(Stored items from a collection)

::::

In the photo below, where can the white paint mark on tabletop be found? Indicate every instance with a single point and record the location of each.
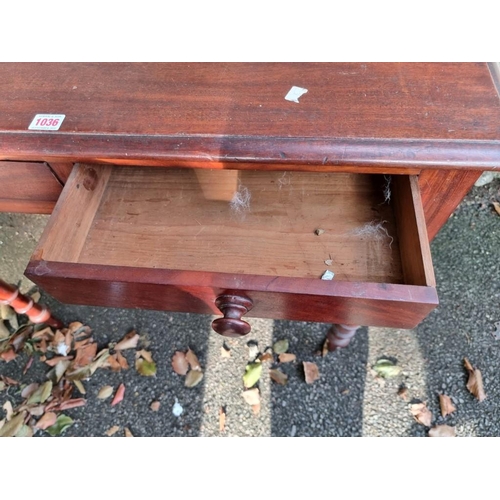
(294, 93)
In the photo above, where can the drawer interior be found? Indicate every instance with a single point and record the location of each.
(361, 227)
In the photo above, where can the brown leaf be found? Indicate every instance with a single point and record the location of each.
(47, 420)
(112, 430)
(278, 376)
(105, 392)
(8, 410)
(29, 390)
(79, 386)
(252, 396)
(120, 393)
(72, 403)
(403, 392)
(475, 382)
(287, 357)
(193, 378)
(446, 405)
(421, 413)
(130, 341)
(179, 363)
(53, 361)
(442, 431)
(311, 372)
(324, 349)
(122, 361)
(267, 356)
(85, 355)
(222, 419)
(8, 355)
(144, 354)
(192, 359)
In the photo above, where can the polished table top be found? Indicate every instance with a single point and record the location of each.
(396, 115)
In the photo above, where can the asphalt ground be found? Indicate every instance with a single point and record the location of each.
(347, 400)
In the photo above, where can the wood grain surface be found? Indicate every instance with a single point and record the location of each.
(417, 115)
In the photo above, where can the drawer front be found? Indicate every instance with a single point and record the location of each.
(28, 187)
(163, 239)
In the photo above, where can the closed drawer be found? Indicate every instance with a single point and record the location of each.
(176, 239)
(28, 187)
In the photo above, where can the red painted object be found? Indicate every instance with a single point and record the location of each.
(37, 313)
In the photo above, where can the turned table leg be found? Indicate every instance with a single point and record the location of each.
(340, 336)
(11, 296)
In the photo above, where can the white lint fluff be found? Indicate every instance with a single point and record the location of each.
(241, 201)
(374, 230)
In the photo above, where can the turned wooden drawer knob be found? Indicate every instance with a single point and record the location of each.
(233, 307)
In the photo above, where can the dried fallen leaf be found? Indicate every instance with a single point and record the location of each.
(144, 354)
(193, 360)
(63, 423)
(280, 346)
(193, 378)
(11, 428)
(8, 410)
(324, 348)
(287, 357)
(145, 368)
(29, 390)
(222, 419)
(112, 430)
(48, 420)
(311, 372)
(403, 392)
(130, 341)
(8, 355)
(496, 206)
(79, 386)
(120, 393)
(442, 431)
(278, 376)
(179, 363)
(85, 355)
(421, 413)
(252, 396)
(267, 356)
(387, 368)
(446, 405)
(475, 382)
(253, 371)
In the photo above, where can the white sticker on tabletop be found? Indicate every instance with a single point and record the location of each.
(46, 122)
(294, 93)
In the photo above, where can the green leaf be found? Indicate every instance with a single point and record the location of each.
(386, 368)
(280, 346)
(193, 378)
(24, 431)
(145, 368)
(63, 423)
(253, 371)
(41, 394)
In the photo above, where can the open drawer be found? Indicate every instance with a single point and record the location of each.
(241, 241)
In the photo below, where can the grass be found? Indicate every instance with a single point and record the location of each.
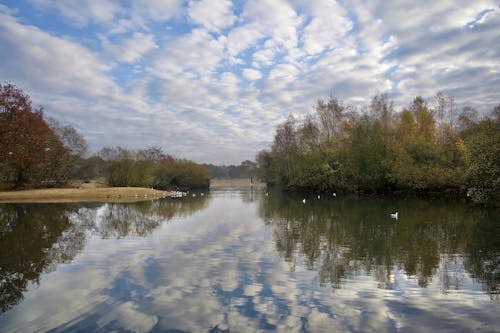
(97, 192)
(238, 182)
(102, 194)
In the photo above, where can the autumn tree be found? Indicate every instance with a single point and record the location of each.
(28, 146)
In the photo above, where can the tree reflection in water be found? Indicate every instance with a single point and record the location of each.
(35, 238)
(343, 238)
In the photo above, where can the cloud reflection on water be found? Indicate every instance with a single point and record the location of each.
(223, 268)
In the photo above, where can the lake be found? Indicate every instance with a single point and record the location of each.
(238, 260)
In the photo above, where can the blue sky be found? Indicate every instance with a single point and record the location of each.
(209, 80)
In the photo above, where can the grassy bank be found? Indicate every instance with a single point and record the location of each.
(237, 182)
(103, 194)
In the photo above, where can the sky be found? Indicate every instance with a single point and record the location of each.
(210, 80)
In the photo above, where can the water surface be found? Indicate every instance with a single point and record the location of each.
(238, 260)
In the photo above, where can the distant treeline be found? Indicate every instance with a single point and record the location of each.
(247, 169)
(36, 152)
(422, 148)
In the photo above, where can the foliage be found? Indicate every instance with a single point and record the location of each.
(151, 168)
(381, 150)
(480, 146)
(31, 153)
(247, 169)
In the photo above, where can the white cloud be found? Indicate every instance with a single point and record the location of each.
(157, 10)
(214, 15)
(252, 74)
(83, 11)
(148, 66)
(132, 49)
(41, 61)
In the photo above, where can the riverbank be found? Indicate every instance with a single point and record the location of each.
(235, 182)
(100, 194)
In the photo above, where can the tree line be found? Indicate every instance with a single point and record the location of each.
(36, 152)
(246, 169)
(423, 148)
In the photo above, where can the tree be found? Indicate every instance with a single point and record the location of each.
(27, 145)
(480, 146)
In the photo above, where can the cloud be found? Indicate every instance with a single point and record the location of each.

::::

Task to complete:
Set down every row above word for word, and leave the pictures out of your answer.

Exercise output:
In the photo below, where can the white paint mark on tabletop be found? Indicate every instance with a single point and record the location of each.
(294, 93)
In the photo above, where can the drawer interior be found? Indicate every instance with a single point and record the location of each.
(361, 227)
In the photo above, where can the brown leaf be found? Indicate every instance with a single point and record the location of each.
(47, 420)
(112, 430)
(278, 376)
(105, 392)
(8, 410)
(29, 390)
(79, 386)
(252, 396)
(120, 393)
(72, 403)
(403, 392)
(475, 382)
(287, 357)
(193, 378)
(446, 405)
(421, 413)
(130, 341)
(179, 363)
(53, 361)
(442, 431)
(311, 372)
(324, 349)
(122, 361)
(267, 356)
(85, 355)
(222, 419)
(8, 355)
(144, 354)
(192, 359)
In the photo above, where can the polished table top be found? Indicate every instance with a single point and record the location of each.
(396, 115)
In the photo above, where can the asphalt ground be found? Indicate every instance with a single point and record the location of each.
(347, 400)
In the photo above, where can the wood grain surface be found? Indicate every instance with a single point and record the location of each.
(417, 115)
In the photo above, where can the drawer front be found? Indicate every instance with a single point and record the location of each.
(28, 187)
(163, 239)
In the photo above, where can the closed drawer be found? Indicate every instance with a single point and record the location of each.
(176, 239)
(28, 187)
In the photo above, where can the red painted object be found? Indicate every instance with a single point and record the location of each.
(37, 313)
In the photo above, where can the turned table leg be found? Indicate every instance with a single point and record the location of each.
(340, 336)
(11, 296)
In the photo above, where can the white lint fluff be found? Indicate every instance with a single point and record the location of each.
(241, 201)
(374, 230)
In the photo above, where can the turned wooden drawer knob be found? Indicate every instance with a single point and record the location of each.
(233, 307)
In the photo above, where can the dried fallen leaf be found? Indicate every instance with a single point and record the location of each.
(144, 354)
(193, 360)
(63, 423)
(280, 346)
(193, 378)
(11, 428)
(8, 410)
(324, 348)
(287, 357)
(145, 368)
(29, 390)
(222, 419)
(112, 430)
(48, 420)
(311, 372)
(403, 392)
(130, 341)
(8, 355)
(496, 206)
(79, 386)
(120, 393)
(442, 431)
(278, 376)
(179, 363)
(85, 355)
(421, 413)
(252, 396)
(267, 356)
(387, 368)
(446, 405)
(475, 382)
(253, 371)
In the photo above, where can the white sticker on tabletop be found? Indicate every instance with a single point and record the location of each.
(46, 122)
(294, 93)
In the photo above, where can the green leaf be found? Indicate every instance with a single point and record the location of each.
(386, 368)
(280, 346)
(193, 378)
(24, 431)
(145, 368)
(63, 423)
(253, 371)
(41, 394)
In the photo above, where can the open drawer be found? Indicate every instance with a single point and record the location of each.
(241, 241)
In the photo below, where can the grass be found? Indicate every instance with a single point and record the location of each.
(97, 192)
(238, 182)
(102, 194)
In the photo above, where can the autumn tree be found? Indicate every instance with a single point and record the location of each.
(28, 146)
In the photo above, where can the tree reflection in water be found? Indicate every instance with a single point and record the location of each.
(35, 238)
(343, 238)
In the photo above, where can the cloud reflection on water be found? Indicate every instance with a single point and record the location of each.
(223, 268)
In the photo above, where can the lake be found? Indicate every instance with a single point and record the location of each.
(238, 260)
In the photo above, where can the blue sky be found? Indicate every instance with a single point and record the location of each.
(209, 80)
In the photo above, where can the grassy bank be found? Indicate every instance with a single point and record the location of each.
(237, 182)
(103, 194)
In the photo above, where can the sky be found? Indicate every instance with a single point and record the location of each.
(210, 80)
In the photo above, where can the water surface be found? Indicate every instance with a single point and record the location of each.
(238, 260)
In the photo above, where can the distant treeline be found? Indicate every instance with a single point and record the location of each.
(247, 169)
(36, 152)
(422, 148)
In the photo above, where can the foliage be found? Indicate every instance with a single point and record the location of each.
(151, 168)
(381, 150)
(480, 146)
(31, 153)
(247, 169)
In the photo above, where can the white cloud be found? Indicate every instance with a single point and record the location of each.
(157, 10)
(214, 15)
(252, 74)
(83, 11)
(148, 66)
(132, 49)
(41, 61)
In the photo above, where can the riverbank be found? Indicate every instance with a single point and record the location of each.
(235, 182)
(100, 194)
In the photo above, where can the tree line be found? Indicate every instance with a single point and record the location of each.
(36, 152)
(246, 169)
(423, 148)
In the photo above, where can the tree be found? Indicate every instance with a single point and record the location of each.
(27, 145)
(480, 146)
In the photo above, where can the cloud be found? Indicate every instance with a single point and record the location of each.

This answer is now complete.